Written instruction 1
Update the rose bush story from "Well, time DID" to "the central stalk.", putting "remarkable" in place of "astonishing".

Extract to read
## Begin
So… every winter, I had “Elk”. (Sounds like some sort of rash, put that way, dunnit?) This is to say that a herd of about 60 elk would meander up and down the river, across my patch, every three days or so all winter long. That sounds lovely, until you are trying to drive your car up your driveway at 10 p.m. after a 16-or-so-hour workday, and you have to stop, flash your lights, honk your horn, and try to motivate sleepy, settled in, supine elk off the gravel onto the verge… hoping the bulls surrounding the cows surrounding the calves don’t label you a “threat” and charge your car and tyres with their antlers… their nasty, pointy, antlers.

~ ~ ~ ~ ~

So… OK, Little Monk, does this have anything AT ALL to do with anything we normally talk about?

Sorry, going on…

~ ~ ~ ~ ~

Well, one spring, my family planted a series of rose bushes along the driveway verge up where the house and drive roundabout led onto the gravel stretch to the road. Little bushes (18 to 24 inches high)… we read the instructions… we dug holes 24 or so inches deep. We had the potting soil, the root-nutrient-stuff, the rose-nutrient-stuff, the water hose… We had EVERYTHING to plant whizz bang rose bushes, in order to yield a bumper crop of whizz bang roses.

And we had FRIENDS. My daughter had invited some of her school chums to come over that day to “dig holes” and roast weiners in the back yard, play music I didn’t get, and generally enjoy the day, the yard (garden), the river, and the expert-swimming dog. It was a fun day. And there was a funny moment in it…

One of her friends had been permitted, after much begging, to dig the hole for the last rose bush at the end of the line. (And she really DID beg, I’m not kidding.) We looked up to check on her progress, and gasped to find her waist deep in a pit she had obviously mistaken for the beginnings of either a gold mine or a Journey to the Center of the Earth. In the short time she had been left unattended, my daughter’s friend had dug this “rose bush hole” deeper than 3 feet and easily 24 inches around. We stopped her, lifted her out of her pit, and asked (laughingly) what she was doing?

She responded that she just loved to dig holes, that she’d begged because she wasn’t allowed to dig holes at her own home, and that she wasn’t allowed because her parents didn’t like the holes she dug since they were too big and too deep. (Ah! The tale emerges…)

So… we thanked her for all her efforts, told her we were just digging the hole to loosen the soil for the rose’s roots, we weren’t planning to bury it… and now we needed to fill most of it back up. Anyway, all the bushes got planted, but I worried that this one on the end… the one with the hole twice as deep as it should have been… would be at some disadvantage compared to the others… the “properly done” others. But, time would tell…

~ ~ ~ ~ ~

Well, time DID tell, as that end bush went absolute hog wild. It grew 2 or 3 times faster than any other bush. It yielded easily 3 times as many roses. The rose border were “creeping” variety, that I intended to support into a living rose “fence”, and this bush was simply astonishing in its growth and beauty. Wonderful!

Now, come winter, rose bushes are supposed to be “pruned”. Purists will tell you to cut them back to the main stalk and stem… remove all the little dependent tributaries and leave just the central stalk.
## End
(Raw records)
## Begin
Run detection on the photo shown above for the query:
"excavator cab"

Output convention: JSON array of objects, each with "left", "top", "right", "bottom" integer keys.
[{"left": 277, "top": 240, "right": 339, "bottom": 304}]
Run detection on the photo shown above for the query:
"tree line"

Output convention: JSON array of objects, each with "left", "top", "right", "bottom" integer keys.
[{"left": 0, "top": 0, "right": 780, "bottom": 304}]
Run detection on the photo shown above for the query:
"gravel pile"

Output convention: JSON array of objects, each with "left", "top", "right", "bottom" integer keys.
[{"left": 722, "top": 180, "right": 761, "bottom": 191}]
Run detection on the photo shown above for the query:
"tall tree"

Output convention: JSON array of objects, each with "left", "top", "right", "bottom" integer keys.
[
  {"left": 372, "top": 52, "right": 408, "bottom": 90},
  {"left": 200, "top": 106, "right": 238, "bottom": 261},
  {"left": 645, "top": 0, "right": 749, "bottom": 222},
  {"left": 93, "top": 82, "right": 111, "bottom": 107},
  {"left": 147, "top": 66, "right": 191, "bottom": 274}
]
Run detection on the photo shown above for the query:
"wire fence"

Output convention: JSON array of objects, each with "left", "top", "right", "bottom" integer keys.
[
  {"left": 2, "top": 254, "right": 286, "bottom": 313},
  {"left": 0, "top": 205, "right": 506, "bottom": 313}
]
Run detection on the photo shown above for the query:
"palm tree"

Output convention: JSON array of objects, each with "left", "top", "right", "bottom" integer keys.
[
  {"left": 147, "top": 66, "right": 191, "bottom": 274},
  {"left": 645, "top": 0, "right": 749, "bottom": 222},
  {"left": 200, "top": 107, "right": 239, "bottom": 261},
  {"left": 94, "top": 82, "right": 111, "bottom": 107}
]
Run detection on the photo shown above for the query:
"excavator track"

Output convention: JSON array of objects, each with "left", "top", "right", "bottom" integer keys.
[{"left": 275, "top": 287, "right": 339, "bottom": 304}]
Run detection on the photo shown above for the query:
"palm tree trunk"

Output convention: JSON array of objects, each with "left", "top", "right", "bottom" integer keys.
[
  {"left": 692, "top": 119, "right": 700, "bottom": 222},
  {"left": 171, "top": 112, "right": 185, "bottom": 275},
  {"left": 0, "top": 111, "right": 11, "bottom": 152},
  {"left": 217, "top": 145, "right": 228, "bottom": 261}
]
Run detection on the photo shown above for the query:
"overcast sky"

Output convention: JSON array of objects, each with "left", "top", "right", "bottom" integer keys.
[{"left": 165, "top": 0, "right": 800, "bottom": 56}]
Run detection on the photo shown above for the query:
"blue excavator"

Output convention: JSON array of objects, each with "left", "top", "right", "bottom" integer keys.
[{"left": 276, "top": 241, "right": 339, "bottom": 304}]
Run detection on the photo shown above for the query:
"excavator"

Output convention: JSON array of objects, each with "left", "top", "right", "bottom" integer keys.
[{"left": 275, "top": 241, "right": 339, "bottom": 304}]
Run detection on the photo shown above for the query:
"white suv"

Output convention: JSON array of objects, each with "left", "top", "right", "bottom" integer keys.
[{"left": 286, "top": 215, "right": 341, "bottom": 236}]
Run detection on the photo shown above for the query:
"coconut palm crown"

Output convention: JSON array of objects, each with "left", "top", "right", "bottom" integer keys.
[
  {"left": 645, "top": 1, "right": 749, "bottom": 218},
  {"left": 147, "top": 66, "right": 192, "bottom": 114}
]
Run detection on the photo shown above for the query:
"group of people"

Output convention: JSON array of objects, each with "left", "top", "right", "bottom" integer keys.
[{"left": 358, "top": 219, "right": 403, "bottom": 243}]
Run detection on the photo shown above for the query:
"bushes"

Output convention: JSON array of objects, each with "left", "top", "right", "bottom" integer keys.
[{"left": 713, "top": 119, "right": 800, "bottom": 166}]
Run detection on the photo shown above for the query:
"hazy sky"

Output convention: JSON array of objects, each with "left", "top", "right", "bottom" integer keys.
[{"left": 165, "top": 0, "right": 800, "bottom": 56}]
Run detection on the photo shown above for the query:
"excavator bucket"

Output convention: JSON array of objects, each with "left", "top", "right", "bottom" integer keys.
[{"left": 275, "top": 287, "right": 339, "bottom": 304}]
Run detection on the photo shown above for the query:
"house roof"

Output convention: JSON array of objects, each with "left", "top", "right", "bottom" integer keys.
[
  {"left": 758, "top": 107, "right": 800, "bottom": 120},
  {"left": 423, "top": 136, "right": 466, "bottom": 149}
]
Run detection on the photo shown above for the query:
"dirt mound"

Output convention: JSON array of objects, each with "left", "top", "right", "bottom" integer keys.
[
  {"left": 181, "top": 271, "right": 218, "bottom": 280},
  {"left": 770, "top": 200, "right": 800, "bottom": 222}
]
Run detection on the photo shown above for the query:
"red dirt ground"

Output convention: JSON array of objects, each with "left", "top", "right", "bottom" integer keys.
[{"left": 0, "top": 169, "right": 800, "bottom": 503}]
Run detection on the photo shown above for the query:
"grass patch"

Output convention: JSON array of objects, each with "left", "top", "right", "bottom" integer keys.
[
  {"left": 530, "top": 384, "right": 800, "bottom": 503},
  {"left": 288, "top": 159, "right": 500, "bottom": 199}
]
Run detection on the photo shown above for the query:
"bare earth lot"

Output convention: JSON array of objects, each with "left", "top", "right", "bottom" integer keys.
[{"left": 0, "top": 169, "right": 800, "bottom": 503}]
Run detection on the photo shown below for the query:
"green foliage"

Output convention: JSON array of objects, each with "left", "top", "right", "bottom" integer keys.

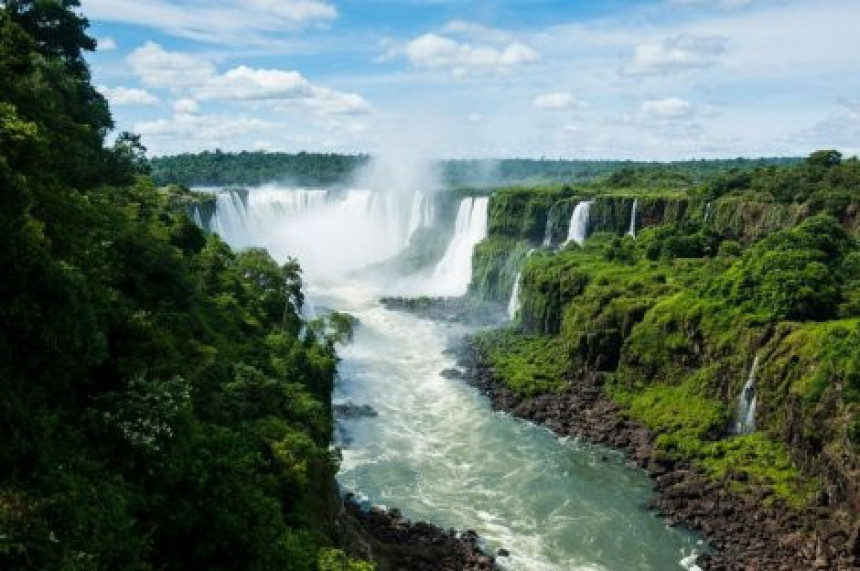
[
  {"left": 318, "top": 549, "right": 376, "bottom": 571},
  {"left": 0, "top": 5, "right": 351, "bottom": 571},
  {"left": 713, "top": 216, "right": 850, "bottom": 320},
  {"left": 472, "top": 329, "right": 568, "bottom": 396}
]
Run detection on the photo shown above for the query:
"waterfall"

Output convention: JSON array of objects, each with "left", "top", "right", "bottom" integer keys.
[
  {"left": 733, "top": 355, "right": 758, "bottom": 434},
  {"left": 195, "top": 185, "right": 430, "bottom": 279},
  {"left": 405, "top": 190, "right": 435, "bottom": 246},
  {"left": 543, "top": 203, "right": 557, "bottom": 248},
  {"left": 565, "top": 200, "right": 594, "bottom": 246},
  {"left": 508, "top": 248, "right": 535, "bottom": 320},
  {"left": 431, "top": 197, "right": 489, "bottom": 296},
  {"left": 508, "top": 272, "right": 523, "bottom": 320},
  {"left": 627, "top": 198, "right": 639, "bottom": 238}
]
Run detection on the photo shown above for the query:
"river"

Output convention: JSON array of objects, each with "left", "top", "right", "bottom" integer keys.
## End
Written instruction 2
State how many lines of the entries contain the string "excavator", with case counting. Give only the number.

Full output 1
Well, time DID tell, as that end bush went absolute hog wild. It grew 2 or 3 times faster than any other bush. It yielded easily 3 times as many roses. The rose border were “creeping” variety, that I intended to support into a living rose “fence”, and this bush was simply remarkable in its growth and beauty. Wonderful!

Now, come winter, rose bushes are supposed to be “pruned”. Purists will tell you to cut them back to the main stalk and stem… remove all the little dependent tributaries and leave just the central stalk.

Full output 2
5